## Tu tarea:
Repite sin cambiar nada el fragmento del texto sobre la confianza en Dios que va desde "Pasó por su lado un barco" hasta "será mi salvador.".

## El texto:
La confianza trae de la mano la fe.

¡Qué paz cuando hay confianza!
El pecado del hombre de hoy es la desconfianza. El hombre desconfía de su Dios: de la Iglesia, del Evangelio, de las instituciones que Dios le ofrece para su salvación.

Te pongo todos los medios ¿qué más quieres, Mari-Geles?

Estaba un hombre en mitad del océano en una balsa. En medio del tremendo oleaje marítimo la balsa se hundió y el hombre quedó a la deriva. No tenía salida: comenzó a rezar y a pedir al Altísimo que le sacara de esa. En su corazón recibió una respuesta: la seguridad de que Dios le rescataría. 

Pasó por su lado un barco pesquero que le invitó a subir, pero el hombre replicó:

-No, yo confío en Dios, y sé que él me salvará.

El hombre no subió, pero al rato pasó por su lado un helicóptero de vigilancia marítima, que le invitó a subir por las escaleras de salvamento.

-No, yo confío en mi Dios, y sé que él será mi salvador.

## Filas de datos:
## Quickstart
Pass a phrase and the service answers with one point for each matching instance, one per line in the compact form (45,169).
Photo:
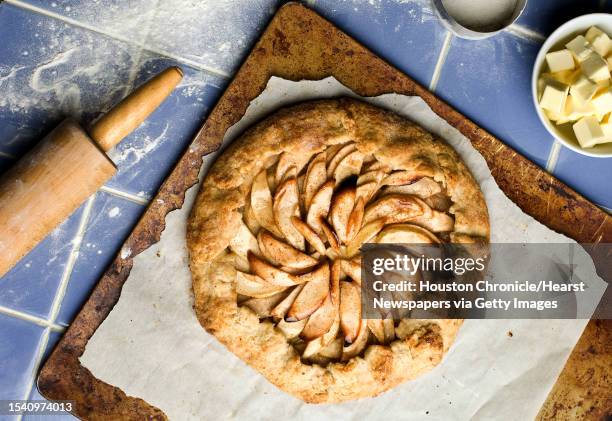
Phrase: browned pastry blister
(274,241)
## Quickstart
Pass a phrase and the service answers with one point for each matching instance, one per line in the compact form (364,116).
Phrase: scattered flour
(125,252)
(114,212)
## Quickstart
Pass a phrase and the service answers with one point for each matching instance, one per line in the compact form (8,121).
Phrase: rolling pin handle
(126,116)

## Respuesta correcta:
Pasó por su lado un barco pesquero que le invitó a subir, pero el hombre replicó:

-No, yo confío en Dios, y sé que él me salvará.

El hombre no subió, pero al rato pasó por su lado un helicóptero de vigilancia marítima, que le invitó a subir por las escaleras de salvamento.

-No, yo confío en mi Dios, y sé que él será mi salvador.